### Aim of the task
Copy out every one of the lines below word for word, leaving out the pictures.

■ ■ ■

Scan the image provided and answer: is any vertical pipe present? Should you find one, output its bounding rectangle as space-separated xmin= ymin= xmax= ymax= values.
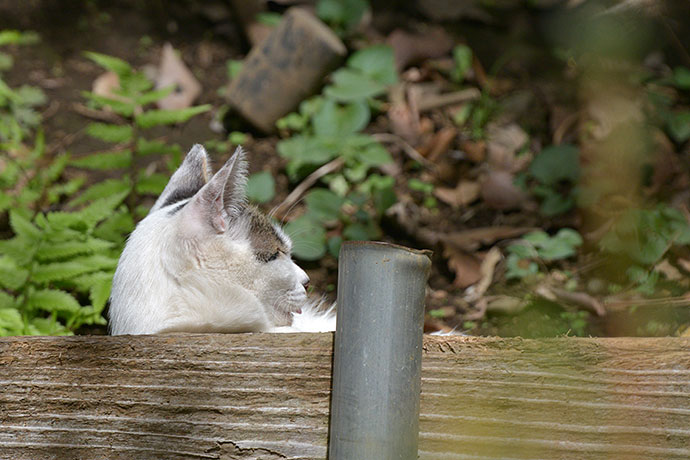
xmin=328 ymin=242 xmax=431 ymax=460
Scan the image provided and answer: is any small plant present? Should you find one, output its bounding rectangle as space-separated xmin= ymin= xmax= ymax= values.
xmin=76 ymin=52 xmax=211 ymax=215
xmin=0 ymin=192 xmax=132 ymax=335
xmin=277 ymin=46 xmax=397 ymax=260
xmin=528 ymin=144 xmax=580 ymax=216
xmin=506 ymin=228 xmax=582 ymax=279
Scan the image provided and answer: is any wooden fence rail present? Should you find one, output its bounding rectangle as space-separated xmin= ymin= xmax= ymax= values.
xmin=0 ymin=334 xmax=690 ymax=460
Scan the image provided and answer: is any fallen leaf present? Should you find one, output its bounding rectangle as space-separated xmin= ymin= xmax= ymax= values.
xmin=156 ymin=43 xmax=201 ymax=110
xmin=386 ymin=27 xmax=453 ymax=71
xmin=434 ymin=180 xmax=481 ymax=209
xmin=443 ymin=244 xmax=482 ymax=289
xmin=438 ymin=226 xmax=538 ymax=252
xmin=481 ymin=169 xmax=527 ymax=211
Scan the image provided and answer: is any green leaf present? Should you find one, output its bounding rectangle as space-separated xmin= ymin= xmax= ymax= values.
xmin=27 ymin=289 xmax=81 ymax=313
xmin=673 ymin=67 xmax=690 ymax=89
xmin=137 ymin=137 xmax=182 ymax=155
xmin=668 ymin=110 xmax=690 ymax=143
xmin=134 ymin=85 xmax=175 ymax=106
xmin=134 ymin=104 xmax=211 ymax=129
xmin=70 ymin=150 xmax=132 ymax=170
xmin=32 ymin=254 xmax=117 ymax=283
xmin=324 ymin=68 xmax=386 ymax=102
xmin=78 ymin=190 xmax=129 ymax=228
xmin=0 ymin=30 xmax=40 ymax=46
xmin=347 ymin=45 xmax=398 ymax=85
xmin=0 ymin=256 xmax=29 ymax=290
xmin=283 ymin=216 xmax=326 ymax=260
xmin=69 ymin=179 xmax=132 ymax=206
xmin=451 ymin=45 xmax=472 ymax=83
xmin=89 ymin=275 xmax=113 ymax=313
xmin=247 ymin=171 xmax=276 ymax=203
xmin=36 ymin=238 xmax=115 ymax=261
xmin=86 ymin=123 xmax=132 ymax=143
xmin=0 ymin=291 xmax=15 ymax=309
xmin=312 ymin=99 xmax=371 ymax=138
xmin=0 ymin=308 xmax=24 ymax=335
xmin=10 ymin=210 xmax=43 ymax=241
xmin=305 ymin=188 xmax=345 ymax=222
xmin=316 ymin=0 xmax=369 ymax=32
xmin=84 ymin=51 xmax=132 ymax=77
xmin=81 ymin=91 xmax=137 ymax=118
xmin=529 ymin=144 xmax=580 ymax=185
xmin=134 ymin=173 xmax=170 ymax=195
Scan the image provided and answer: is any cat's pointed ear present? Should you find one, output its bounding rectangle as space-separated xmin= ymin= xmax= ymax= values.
xmin=149 ymin=144 xmax=211 ymax=213
xmin=185 ymin=147 xmax=247 ymax=233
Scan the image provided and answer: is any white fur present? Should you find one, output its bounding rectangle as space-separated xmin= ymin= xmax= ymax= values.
xmin=110 ymin=146 xmax=335 ymax=335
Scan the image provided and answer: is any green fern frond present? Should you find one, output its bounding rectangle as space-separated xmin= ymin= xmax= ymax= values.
xmin=86 ymin=123 xmax=132 ymax=144
xmin=71 ymin=150 xmax=132 ymax=170
xmin=69 ymin=179 xmax=132 ymax=206
xmin=27 ymin=289 xmax=81 ymax=313
xmin=32 ymin=254 xmax=117 ymax=284
xmin=36 ymin=238 xmax=115 ymax=262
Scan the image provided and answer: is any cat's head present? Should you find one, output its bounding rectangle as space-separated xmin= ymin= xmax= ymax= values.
xmin=111 ymin=145 xmax=309 ymax=333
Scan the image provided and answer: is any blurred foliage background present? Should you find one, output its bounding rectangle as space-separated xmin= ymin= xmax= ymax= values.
xmin=0 ymin=0 xmax=690 ymax=337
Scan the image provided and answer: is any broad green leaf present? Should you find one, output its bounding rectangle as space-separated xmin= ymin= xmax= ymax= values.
xmin=283 ymin=216 xmax=326 ymax=260
xmin=529 ymin=144 xmax=580 ymax=185
xmin=69 ymin=178 xmax=132 ymax=206
xmin=86 ymin=123 xmax=132 ymax=143
xmin=451 ymin=45 xmax=472 ymax=83
xmin=324 ymin=68 xmax=386 ymax=102
xmin=134 ymin=173 xmax=170 ymax=195
xmin=247 ymin=171 xmax=276 ymax=203
xmin=347 ymin=45 xmax=398 ymax=85
xmin=312 ymin=99 xmax=371 ymax=138
xmin=305 ymin=188 xmax=345 ymax=222
xmin=84 ymin=51 xmax=132 ymax=76
xmin=70 ymin=150 xmax=132 ymax=170
xmin=28 ymin=289 xmax=81 ymax=313
xmin=134 ymin=104 xmax=211 ymax=129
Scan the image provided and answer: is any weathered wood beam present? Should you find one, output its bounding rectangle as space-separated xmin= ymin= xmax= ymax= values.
xmin=0 ymin=334 xmax=690 ymax=460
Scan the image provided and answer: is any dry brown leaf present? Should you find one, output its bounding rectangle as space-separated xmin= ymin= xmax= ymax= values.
xmin=156 ymin=43 xmax=201 ymax=110
xmin=91 ymin=71 xmax=122 ymax=100
xmin=434 ymin=180 xmax=481 ymax=209
xmin=443 ymin=244 xmax=482 ymax=289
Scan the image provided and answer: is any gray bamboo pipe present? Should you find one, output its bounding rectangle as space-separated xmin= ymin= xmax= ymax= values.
xmin=328 ymin=242 xmax=431 ymax=460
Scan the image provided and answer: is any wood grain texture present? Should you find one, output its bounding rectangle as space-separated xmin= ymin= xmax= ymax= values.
xmin=0 ymin=334 xmax=690 ymax=460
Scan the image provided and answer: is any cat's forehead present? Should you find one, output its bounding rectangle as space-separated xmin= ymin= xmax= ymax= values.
xmin=245 ymin=206 xmax=292 ymax=255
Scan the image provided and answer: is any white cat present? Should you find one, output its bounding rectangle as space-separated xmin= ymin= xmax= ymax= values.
xmin=110 ymin=145 xmax=335 ymax=335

■ ■ ■

### Answer below
Scan the image provided and answer: is any vertical pipe present? Should you find one, output its bounding rectangle as space-separated xmin= ymin= xmax= ymax= values.
xmin=328 ymin=242 xmax=431 ymax=460
Scan the image provided and answer: is any small plant present? Should you find one, output its bounding rectangle as space-separated xmin= ymin= xmax= ymax= values.
xmin=76 ymin=52 xmax=211 ymax=215
xmin=0 ymin=192 xmax=132 ymax=335
xmin=277 ymin=46 xmax=397 ymax=260
xmin=528 ymin=144 xmax=580 ymax=216
xmin=506 ymin=228 xmax=582 ymax=279
Scan the image provided and answer: is any wooden fence rail present? Should you find one, output its bounding rectangle as space-separated xmin= ymin= xmax= ymax= values.
xmin=0 ymin=334 xmax=690 ymax=460
Scan the image provided and answer: is any fallen leaf present? Should you find one, output its bounding rectangle as space-separated xmin= ymin= xmax= ymax= values.
xmin=156 ymin=43 xmax=201 ymax=110
xmin=386 ymin=27 xmax=453 ymax=71
xmin=434 ymin=180 xmax=481 ymax=209
xmin=443 ymin=244 xmax=482 ymax=289
xmin=438 ymin=226 xmax=538 ymax=252
xmin=481 ymin=169 xmax=527 ymax=211
Scan the image provided and answer: is any green leaf present? Should you find one, output its bounding rectangle as space-separated xmin= ymin= xmax= ymax= values.
xmin=27 ymin=289 xmax=81 ymax=313
xmin=673 ymin=67 xmax=690 ymax=89
xmin=137 ymin=137 xmax=182 ymax=155
xmin=668 ymin=110 xmax=690 ymax=143
xmin=134 ymin=85 xmax=175 ymax=106
xmin=134 ymin=104 xmax=211 ymax=129
xmin=70 ymin=150 xmax=132 ymax=170
xmin=32 ymin=254 xmax=117 ymax=283
xmin=324 ymin=68 xmax=386 ymax=102
xmin=78 ymin=190 xmax=129 ymax=228
xmin=0 ymin=30 xmax=40 ymax=46
xmin=347 ymin=45 xmax=398 ymax=85
xmin=0 ymin=256 xmax=29 ymax=290
xmin=283 ymin=216 xmax=326 ymax=260
xmin=69 ymin=179 xmax=132 ymax=206
xmin=451 ymin=45 xmax=472 ymax=83
xmin=89 ymin=275 xmax=113 ymax=313
xmin=247 ymin=171 xmax=276 ymax=203
xmin=36 ymin=238 xmax=115 ymax=261
xmin=86 ymin=123 xmax=132 ymax=143
xmin=0 ymin=291 xmax=15 ymax=309
xmin=312 ymin=99 xmax=371 ymax=138
xmin=0 ymin=308 xmax=24 ymax=335
xmin=10 ymin=210 xmax=43 ymax=241
xmin=305 ymin=188 xmax=345 ymax=222
xmin=316 ymin=0 xmax=369 ymax=32
xmin=84 ymin=51 xmax=132 ymax=77
xmin=81 ymin=91 xmax=137 ymax=118
xmin=529 ymin=144 xmax=580 ymax=185
xmin=134 ymin=173 xmax=170 ymax=195
Scan the image provided and answer: is any cat's pointed ear present? Should you find one, output its bounding rectangle as space-separated xmin= ymin= xmax= ymax= values.
xmin=149 ymin=144 xmax=211 ymax=213
xmin=185 ymin=147 xmax=247 ymax=233
Scan the image provided and answer: is any white fur present? Should you find one, output its bounding rectangle as space-separated xmin= ymin= xmax= ymax= values.
xmin=110 ymin=146 xmax=335 ymax=335
Scan the image provided and answer: is any green fern frond present? Should you find one, output its bounding rectangle as space-separated xmin= ymin= xmax= ymax= values.
xmin=86 ymin=123 xmax=132 ymax=144
xmin=71 ymin=150 xmax=132 ymax=170
xmin=69 ymin=179 xmax=132 ymax=206
xmin=27 ymin=289 xmax=81 ymax=313
xmin=32 ymin=254 xmax=117 ymax=284
xmin=36 ymin=238 xmax=115 ymax=262
Scan the image provided and answer: is any cat's head present? Should you find one, output its bounding rectangle as space-separated xmin= ymin= xmax= ymax= values.
xmin=111 ymin=145 xmax=309 ymax=333
Scan the image provided and answer: is any blurred foliage background present? Should you find one, output its bounding rectangle as space-separated xmin= ymin= xmax= ymax= values.
xmin=0 ymin=0 xmax=690 ymax=337
Scan the image provided and answer: is any broad green leaf present? Should you find one, output its bounding rectangle as space-separated xmin= ymin= xmax= ymax= values.
xmin=283 ymin=216 xmax=326 ymax=260
xmin=529 ymin=144 xmax=580 ymax=185
xmin=69 ymin=178 xmax=132 ymax=206
xmin=86 ymin=123 xmax=132 ymax=143
xmin=451 ymin=45 xmax=472 ymax=83
xmin=324 ymin=68 xmax=386 ymax=102
xmin=134 ymin=173 xmax=170 ymax=195
xmin=247 ymin=171 xmax=276 ymax=203
xmin=347 ymin=45 xmax=398 ymax=85
xmin=312 ymin=99 xmax=371 ymax=138
xmin=305 ymin=188 xmax=345 ymax=222
xmin=84 ymin=51 xmax=132 ymax=76
xmin=70 ymin=150 xmax=132 ymax=170
xmin=28 ymin=289 xmax=81 ymax=313
xmin=134 ymin=104 xmax=211 ymax=129
Scan the image provided and answer: is any weathered wood beam present? Should you find one, output its bounding rectangle as space-separated xmin= ymin= xmax= ymax= values.
xmin=0 ymin=334 xmax=690 ymax=460
Scan the image provided and answer: is any dry brown leaf present? Should you find one, output its bounding rectangle as space-separated xmin= ymin= xmax= ymax= values.
xmin=156 ymin=43 xmax=201 ymax=110
xmin=91 ymin=71 xmax=122 ymax=100
xmin=434 ymin=180 xmax=481 ymax=209
xmin=443 ymin=244 xmax=482 ymax=289
Scan the image provided and answer: is any gray bamboo pipe present? Should you find one, output its bounding rectangle as space-separated xmin= ymin= xmax= ymax= values.
xmin=328 ymin=242 xmax=431 ymax=460
Scan the image provided and answer: is any wood grain texture present? Should you find one, output its bounding rectangle as space-separated xmin= ymin= xmax= ymax= values.
xmin=0 ymin=334 xmax=690 ymax=460
Scan the image provided and answer: is any cat's forehead present? Should you find one, output its bounding rectangle as space-separated xmin= ymin= xmax= ymax= values.
xmin=245 ymin=206 xmax=292 ymax=255
Scan the image provided and answer: is any white cat present? Should you find one, output its bounding rectangle as space-separated xmin= ymin= xmax= ymax= values.
xmin=110 ymin=145 xmax=335 ymax=335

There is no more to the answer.